* PASSAGE

* * * * * * * * *

For context I’m 29, and my brother is 18. We live with our mum, and at this point I pay the majority of the bills, with my mum paying some.
My brother is a very sweet kid at times but also very impulsive. He gets himself worked up a lot. We are close and he relies on me a lot emotionally. On top of that, I’ve bought him literally everything he’s ever asked for, including a car.
Two months ago, he drove drunk and crashed into a neighbours driveway. Long story short I knew the people and sorted it all out without getting the police involved. I had to pay for everything and I did because I didn’t want my little brother in legal trouble. But when it happened I don’t think I’ve ever been so angry and worried in my life. Worst of all, he didn’t even seem to care much. He panicked a bit when he thought he could go to prison but afterwards he kind of shrugged it off as no big deal.
So I told him, other than uni which he only goes to once or twice a week, he isn’t going anywhere. He can try to find a job to help contribute to the house or he can do more chores instead. I don’t want him out with his bad influence friends and i don’t want them here either. Why is he going out when all he does outside is f around and drink and get into trouble? I’ve taken the car from him. And I said he’s welcome to move out and fund himself if he doesn’t like it.

* * * * * * * * *

* STORED ROWS
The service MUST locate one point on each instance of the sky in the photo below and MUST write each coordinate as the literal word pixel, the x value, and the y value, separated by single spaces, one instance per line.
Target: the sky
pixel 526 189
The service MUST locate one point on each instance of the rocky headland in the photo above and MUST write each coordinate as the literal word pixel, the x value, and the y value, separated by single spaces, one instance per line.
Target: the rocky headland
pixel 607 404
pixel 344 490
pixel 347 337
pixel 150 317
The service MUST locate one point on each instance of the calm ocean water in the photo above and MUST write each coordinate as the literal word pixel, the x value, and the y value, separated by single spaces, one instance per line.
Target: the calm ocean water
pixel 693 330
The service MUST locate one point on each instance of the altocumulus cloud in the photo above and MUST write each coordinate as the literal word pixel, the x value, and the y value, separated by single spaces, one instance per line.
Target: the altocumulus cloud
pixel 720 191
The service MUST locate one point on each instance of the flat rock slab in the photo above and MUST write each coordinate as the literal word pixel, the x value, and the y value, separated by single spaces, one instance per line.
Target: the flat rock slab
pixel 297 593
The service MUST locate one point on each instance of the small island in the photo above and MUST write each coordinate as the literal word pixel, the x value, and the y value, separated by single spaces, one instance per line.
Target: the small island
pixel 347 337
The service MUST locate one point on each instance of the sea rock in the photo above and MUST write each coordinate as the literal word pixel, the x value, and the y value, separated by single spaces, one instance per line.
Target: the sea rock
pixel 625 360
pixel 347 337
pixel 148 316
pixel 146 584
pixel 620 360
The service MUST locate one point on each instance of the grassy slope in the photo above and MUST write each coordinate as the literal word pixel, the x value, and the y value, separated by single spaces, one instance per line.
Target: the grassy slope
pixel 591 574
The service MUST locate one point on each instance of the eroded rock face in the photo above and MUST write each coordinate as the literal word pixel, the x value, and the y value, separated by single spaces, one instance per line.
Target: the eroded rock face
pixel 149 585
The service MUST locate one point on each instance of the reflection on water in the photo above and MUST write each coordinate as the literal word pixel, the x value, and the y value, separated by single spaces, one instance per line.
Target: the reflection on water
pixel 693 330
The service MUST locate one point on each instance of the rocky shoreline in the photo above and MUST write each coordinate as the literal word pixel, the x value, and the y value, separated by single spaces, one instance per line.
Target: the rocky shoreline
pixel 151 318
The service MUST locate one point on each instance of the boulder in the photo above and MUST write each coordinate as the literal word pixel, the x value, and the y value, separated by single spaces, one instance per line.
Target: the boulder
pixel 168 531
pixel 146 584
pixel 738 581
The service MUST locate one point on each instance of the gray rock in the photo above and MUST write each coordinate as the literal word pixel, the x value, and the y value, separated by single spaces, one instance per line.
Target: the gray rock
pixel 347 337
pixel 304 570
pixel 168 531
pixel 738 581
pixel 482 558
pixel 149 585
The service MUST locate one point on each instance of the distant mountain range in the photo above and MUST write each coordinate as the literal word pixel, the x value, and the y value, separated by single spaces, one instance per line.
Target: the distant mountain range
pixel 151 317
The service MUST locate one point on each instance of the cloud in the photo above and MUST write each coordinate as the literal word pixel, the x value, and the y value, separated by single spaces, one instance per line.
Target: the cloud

* * * * * * * * *

* DIRECTIVE
In the post about the younger brother, what did he crash into while driving drunk?

* OUTPUT OF THE EXERCISE
A neighbor's driveway.